* Assigned task *
Could you find each line of the data below that contains the word "exercise" and copy those lines?

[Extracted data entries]
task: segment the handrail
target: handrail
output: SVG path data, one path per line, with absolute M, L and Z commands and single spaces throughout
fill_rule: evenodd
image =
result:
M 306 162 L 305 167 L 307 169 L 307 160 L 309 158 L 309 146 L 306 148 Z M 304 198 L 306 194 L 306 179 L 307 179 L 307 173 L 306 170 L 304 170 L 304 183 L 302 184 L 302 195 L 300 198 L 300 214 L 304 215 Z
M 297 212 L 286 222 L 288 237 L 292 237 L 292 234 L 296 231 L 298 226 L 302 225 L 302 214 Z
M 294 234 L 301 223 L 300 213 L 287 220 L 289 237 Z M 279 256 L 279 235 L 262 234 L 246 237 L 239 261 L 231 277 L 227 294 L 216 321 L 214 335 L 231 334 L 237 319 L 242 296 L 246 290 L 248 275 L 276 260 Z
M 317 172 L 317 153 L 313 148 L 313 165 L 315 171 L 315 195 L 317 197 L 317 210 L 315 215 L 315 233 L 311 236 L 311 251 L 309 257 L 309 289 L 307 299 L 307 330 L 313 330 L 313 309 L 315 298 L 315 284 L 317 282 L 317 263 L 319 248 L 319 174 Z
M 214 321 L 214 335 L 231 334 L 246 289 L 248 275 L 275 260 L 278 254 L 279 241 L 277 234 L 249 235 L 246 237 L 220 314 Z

* * *

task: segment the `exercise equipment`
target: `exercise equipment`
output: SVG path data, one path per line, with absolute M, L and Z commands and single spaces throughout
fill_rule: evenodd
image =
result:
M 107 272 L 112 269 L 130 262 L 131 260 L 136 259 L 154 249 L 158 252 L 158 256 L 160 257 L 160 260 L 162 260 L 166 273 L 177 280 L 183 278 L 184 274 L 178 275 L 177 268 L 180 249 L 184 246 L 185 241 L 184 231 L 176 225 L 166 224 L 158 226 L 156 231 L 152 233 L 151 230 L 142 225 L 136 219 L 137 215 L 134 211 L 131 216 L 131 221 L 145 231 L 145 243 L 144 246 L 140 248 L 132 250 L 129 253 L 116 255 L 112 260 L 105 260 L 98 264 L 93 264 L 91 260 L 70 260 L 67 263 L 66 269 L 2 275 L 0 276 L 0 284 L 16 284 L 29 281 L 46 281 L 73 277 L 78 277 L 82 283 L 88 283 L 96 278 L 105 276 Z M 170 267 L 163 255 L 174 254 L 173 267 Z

==

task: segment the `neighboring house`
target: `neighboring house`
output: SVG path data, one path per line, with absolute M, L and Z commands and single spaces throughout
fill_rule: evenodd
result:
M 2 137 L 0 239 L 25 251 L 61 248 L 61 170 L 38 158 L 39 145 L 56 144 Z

* Your response *
task: segment the `exercise equipment`
target: `exercise equipment`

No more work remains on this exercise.